───── RECORDS SHOWN ─────

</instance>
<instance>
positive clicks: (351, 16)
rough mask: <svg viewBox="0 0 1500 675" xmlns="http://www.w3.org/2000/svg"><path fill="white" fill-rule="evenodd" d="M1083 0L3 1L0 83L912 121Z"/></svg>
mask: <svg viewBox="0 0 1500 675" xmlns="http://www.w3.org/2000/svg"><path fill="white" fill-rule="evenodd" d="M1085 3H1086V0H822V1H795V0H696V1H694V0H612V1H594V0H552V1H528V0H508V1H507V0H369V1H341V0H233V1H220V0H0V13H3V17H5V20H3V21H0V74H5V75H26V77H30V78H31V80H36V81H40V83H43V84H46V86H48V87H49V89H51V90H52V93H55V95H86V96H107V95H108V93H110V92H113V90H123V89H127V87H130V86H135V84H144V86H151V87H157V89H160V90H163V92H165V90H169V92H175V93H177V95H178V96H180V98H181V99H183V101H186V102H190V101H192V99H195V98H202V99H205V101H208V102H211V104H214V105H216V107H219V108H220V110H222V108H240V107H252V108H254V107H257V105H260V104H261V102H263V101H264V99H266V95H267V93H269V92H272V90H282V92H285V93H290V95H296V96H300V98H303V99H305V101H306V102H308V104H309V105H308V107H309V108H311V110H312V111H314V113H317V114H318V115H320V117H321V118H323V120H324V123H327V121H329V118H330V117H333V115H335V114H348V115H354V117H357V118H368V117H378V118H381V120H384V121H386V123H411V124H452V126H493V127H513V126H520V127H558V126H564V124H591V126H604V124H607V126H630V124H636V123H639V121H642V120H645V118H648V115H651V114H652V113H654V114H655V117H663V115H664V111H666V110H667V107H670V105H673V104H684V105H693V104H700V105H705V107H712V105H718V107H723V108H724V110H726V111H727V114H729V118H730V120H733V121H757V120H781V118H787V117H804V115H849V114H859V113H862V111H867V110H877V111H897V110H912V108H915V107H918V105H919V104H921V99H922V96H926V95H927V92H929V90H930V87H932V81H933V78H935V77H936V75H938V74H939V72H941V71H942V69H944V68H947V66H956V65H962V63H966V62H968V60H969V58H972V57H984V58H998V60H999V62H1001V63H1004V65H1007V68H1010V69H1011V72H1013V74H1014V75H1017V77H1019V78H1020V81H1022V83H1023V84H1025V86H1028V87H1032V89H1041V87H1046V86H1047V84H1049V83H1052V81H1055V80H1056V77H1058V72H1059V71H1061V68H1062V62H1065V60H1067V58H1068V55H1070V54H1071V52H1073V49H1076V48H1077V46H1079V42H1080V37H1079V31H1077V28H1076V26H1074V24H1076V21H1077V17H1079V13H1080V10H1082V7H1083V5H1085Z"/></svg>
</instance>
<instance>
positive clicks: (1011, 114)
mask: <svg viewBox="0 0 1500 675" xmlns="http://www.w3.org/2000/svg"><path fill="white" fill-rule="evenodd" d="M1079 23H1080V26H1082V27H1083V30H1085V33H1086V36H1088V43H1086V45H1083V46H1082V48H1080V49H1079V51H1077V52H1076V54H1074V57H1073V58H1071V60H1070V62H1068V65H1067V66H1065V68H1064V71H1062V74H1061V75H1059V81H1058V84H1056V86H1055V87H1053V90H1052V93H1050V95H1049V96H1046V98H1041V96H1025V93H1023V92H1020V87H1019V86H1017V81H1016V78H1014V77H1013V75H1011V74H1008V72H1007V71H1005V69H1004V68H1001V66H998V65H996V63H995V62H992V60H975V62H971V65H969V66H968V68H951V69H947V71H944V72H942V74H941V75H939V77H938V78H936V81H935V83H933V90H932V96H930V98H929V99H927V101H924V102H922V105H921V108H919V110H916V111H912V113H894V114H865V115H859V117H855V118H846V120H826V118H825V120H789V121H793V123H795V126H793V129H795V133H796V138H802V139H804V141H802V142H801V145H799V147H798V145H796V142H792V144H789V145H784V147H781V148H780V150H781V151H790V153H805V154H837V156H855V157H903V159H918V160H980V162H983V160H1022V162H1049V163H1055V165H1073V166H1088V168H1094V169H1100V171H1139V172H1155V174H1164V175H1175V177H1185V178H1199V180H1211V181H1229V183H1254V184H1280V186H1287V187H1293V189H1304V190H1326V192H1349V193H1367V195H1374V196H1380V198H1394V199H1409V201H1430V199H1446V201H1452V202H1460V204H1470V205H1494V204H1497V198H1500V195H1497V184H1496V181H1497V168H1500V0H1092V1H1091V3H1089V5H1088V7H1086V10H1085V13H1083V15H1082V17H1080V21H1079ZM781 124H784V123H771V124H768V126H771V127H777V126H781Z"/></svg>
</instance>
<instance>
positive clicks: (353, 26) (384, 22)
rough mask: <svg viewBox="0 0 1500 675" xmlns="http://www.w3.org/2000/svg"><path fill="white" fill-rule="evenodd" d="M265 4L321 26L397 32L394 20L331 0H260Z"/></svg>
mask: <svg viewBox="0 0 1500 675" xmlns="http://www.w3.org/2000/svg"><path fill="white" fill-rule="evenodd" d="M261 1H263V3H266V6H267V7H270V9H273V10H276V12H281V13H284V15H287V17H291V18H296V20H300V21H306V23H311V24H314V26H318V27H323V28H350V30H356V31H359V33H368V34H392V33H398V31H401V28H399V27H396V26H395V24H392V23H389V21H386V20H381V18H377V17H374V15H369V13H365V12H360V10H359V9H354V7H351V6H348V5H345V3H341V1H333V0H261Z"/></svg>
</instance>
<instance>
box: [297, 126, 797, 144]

─────

Could you reproduce every record above exactly as it appears?

</instance>
<instance>
positive clicks: (351, 16)
rough mask: <svg viewBox="0 0 1500 675" xmlns="http://www.w3.org/2000/svg"><path fill="white" fill-rule="evenodd" d="M1083 0L3 1L0 83L912 121Z"/></svg>
mask: <svg viewBox="0 0 1500 675" xmlns="http://www.w3.org/2000/svg"><path fill="white" fill-rule="evenodd" d="M1085 3H1086V0H822V1H795V0H696V1H694V0H612V1H594V0H552V1H528V0H508V1H507V0H369V1H341V0H233V1H220V0H0V13H3V17H5V20H3V21H0V74H5V75H26V77H30V78H31V80H36V81H40V83H43V84H46V86H48V87H49V89H51V90H52V93H55V95H86V96H107V95H108V93H110V92H113V90H123V89H127V87H130V86H135V84H144V86H151V87H157V89H160V90H163V92H165V90H169V92H175V93H177V95H178V96H180V98H181V99H183V101H186V102H190V101H192V99H195V98H202V99H205V101H208V102H211V104H214V105H216V107H219V108H220V110H222V108H240V107H252V108H254V107H257V105H260V104H261V102H263V101H264V99H266V95H267V93H269V92H272V90H282V92H285V93H290V95H296V96H300V98H303V99H305V101H306V102H308V104H309V105H308V107H309V108H311V110H312V111H314V113H317V114H318V115H320V117H321V118H323V120H324V123H327V121H329V118H330V117H333V115H335V114H348V115H354V117H357V118H368V117H378V118H381V120H384V121H386V123H411V124H452V126H493V127H513V126H520V127H558V126H564V124H591V126H604V124H607V126H630V124H636V123H639V121H642V120H645V118H648V115H651V114H652V113H654V114H655V117H663V115H664V111H666V110H667V107H670V105H673V104H684V105H693V104H700V105H705V107H712V105H718V107H723V108H724V110H726V111H727V114H729V118H730V120H733V121H757V120H781V118H787V117H804V115H849V114H859V113H862V111H867V110H877V111H897V110H912V108H915V107H918V105H919V104H921V99H922V96H926V95H927V92H929V90H930V87H932V81H933V78H935V77H936V75H938V74H939V72H941V71H942V69H944V68H947V66H956V65H962V63H966V62H968V60H969V58H972V57H984V58H998V60H999V62H1001V63H1004V65H1007V68H1010V69H1011V72H1013V74H1014V75H1017V77H1019V78H1020V81H1022V83H1023V84H1025V86H1028V87H1032V89H1041V87H1046V86H1047V84H1049V83H1052V81H1055V80H1056V77H1058V72H1059V71H1061V68H1062V62H1065V60H1067V58H1068V55H1070V54H1071V52H1073V49H1076V48H1077V46H1079V42H1080V37H1079V31H1077V28H1076V26H1074V24H1076V21H1077V17H1079V13H1080V10H1082V7H1083V5H1085Z"/></svg>
</instance>
<instance>
positive clicks: (1011, 114)
mask: <svg viewBox="0 0 1500 675" xmlns="http://www.w3.org/2000/svg"><path fill="white" fill-rule="evenodd" d="M1079 23H1080V26H1082V27H1083V30H1085V33H1086V36H1088V43H1086V45H1083V46H1082V48H1080V49H1079V51H1077V52H1076V54H1074V57H1073V58H1071V60H1070V62H1068V65H1067V66H1065V68H1064V71H1062V74H1061V75H1059V81H1058V84H1056V86H1055V87H1053V90H1052V93H1050V95H1049V96H1046V98H1041V96H1025V93H1023V92H1020V87H1019V86H1017V81H1016V78H1014V77H1013V75H1011V74H1008V72H1007V71H1005V69H1004V68H1001V66H998V65H996V63H995V62H992V60H975V62H971V65H969V66H968V68H951V69H947V71H944V72H942V74H941V75H939V77H938V78H936V81H935V83H933V90H932V96H930V98H929V99H927V101H924V102H922V105H921V108H919V110H916V111H912V113H894V114H865V115H859V117H855V118H846V120H826V118H825V120H789V121H793V123H795V126H793V129H795V133H796V138H802V139H804V141H802V142H801V145H799V147H798V145H796V142H792V144H789V145H784V147H781V148H780V150H781V151H790V153H805V154H837V156H855V157H903V159H918V160H980V162H983V160H1022V162H1049V163H1055V165H1073V166H1088V168H1094V169H1100V171H1139V172H1155V174H1164V175H1175V177H1185V178H1199V180H1211V181H1229V183H1254V184H1280V186H1287V187H1293V189H1304V190H1326V192H1349V193H1367V195H1374V196H1380V198H1394V199H1409V201H1430V199H1446V201H1452V202H1460V204H1470V205H1494V204H1497V198H1500V195H1497V184H1496V181H1497V168H1500V0H1092V1H1091V3H1089V5H1088V7H1086V10H1085V13H1083V15H1082V17H1080V21H1079ZM781 124H784V123H771V124H768V126H771V127H777V126H781Z"/></svg>
</instance>
<instance>
positive clicks: (353, 26) (384, 22)
rough mask: <svg viewBox="0 0 1500 675" xmlns="http://www.w3.org/2000/svg"><path fill="white" fill-rule="evenodd" d="M265 4L321 26L397 32L394 20L331 0H260Z"/></svg>
mask: <svg viewBox="0 0 1500 675" xmlns="http://www.w3.org/2000/svg"><path fill="white" fill-rule="evenodd" d="M261 1H263V3H266V6H267V7H270V9H273V10H276V12H281V13H284V15H287V17H291V18H296V20H300V21H306V23H311V24H314V26H318V27H323V28H350V30H356V31H359V33H368V34H392V33H398V31H401V28H399V27H396V26H395V24H392V23H389V21H386V20H381V18H377V17H374V15H369V13H365V12H360V10H359V9H354V7H351V6H348V5H345V3H341V1H333V0H261Z"/></svg>
</instance>
<instance>
box: [297, 126, 797, 144]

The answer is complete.